Provided text.

----------

Personal information
- Full name: Alex Grendi
- Date of birth: July 28, 1987 (age 38)
- Place of birth: Cold Spring Harbor, New York, United States
- Height: 5 ft 11 in (1.80 m)
- Position: Midfielder

Youth career
- 2005–2008: Pennsylvania Quakers

Senior career*
- Years: Team / Apps / (Gls)
- 2007: Long Island Rough Riders / 16 / (3)
- 2009: Columbus Crew / 3 / (0)
- 2010: Long Island Rough Riders / 8 / (2)
- 2011: Wilmington Hammerheads / 8 / (1)

= Alex Grendi =

American soccer player

Alex Grendi (born July 28, 1987) is a men's sex coach and former professional soccer player.

==Career==

===College===
Grendi played college soccer at the University of Pennsylvania. During his college years Grendi also played with Long Island Rough Riders in the USL Premier Development League.

===Professional===
Grendi was drafted in the third round (45th overall) of the 2009 MLS SuperDraft by the Columbus Crew. He made his professional debut on 21 March 2009, in Crew's first game of the 2009 MLS season against Houston Dynamo, and subsequently played two more MLS games before being cut on March 23, 2010.

Having been released due to a recurring knee injury, Grendi returned to the University of Pennsylvania to finish his degree and play for the Long Island Rough Riders in the USL Premier Development League in 2010.

On April 5, 2011, Grendi signed with Wilmington Hammerheads of the USL Pro league. On June 6, 2011, Grendi tore his ACL and was unable to play for the remainder of the season.

== Post-playing career ==
Following his professional soccer career, Grendi founded an agency to help provide American soccer players with opportunities overseas.

Grendi currently works as a sex coach, helping men overcome premature ejaculation and erectile dysfunction with a 12-week online course.

----------

(Entries drawn from a collection)

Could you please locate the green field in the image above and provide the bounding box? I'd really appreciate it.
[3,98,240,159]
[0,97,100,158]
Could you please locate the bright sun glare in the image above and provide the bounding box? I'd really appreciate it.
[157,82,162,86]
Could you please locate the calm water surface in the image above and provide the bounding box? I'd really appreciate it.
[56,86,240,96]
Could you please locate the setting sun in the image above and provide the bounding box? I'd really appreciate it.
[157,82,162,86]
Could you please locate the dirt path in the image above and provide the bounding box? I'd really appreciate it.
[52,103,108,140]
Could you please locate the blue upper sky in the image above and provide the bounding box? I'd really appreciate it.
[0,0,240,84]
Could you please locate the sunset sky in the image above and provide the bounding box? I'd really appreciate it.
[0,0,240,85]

----------

Your tasks.
- a) In the text about Alex Grendi, which club drafted him in the 2009 MLS SuperDraft, and in which round?
- b) Reproduce the passage of the text about Alex Grendi between "On April 5, 2011, Grendi" and "12-week online course.", inclusive.

Results.
- a) The Columbus Crew drafted him in the third round (45th overall).

- b)
On April 5, 2011, Grendi signed with Wilmington Hammerheads of the USL Pro league. On June 6, 2011, Grendi tore his ACL and was unable to play for the remainder of the season.

== Post-playing career ==
Following his professional soccer career, Grendi founded an agency to help provide American soccer players with opportunities overseas.

Grendi currently works as a sex coach, helping men overcome premature ejaculation and erectile dysfunction with a 12-week online course.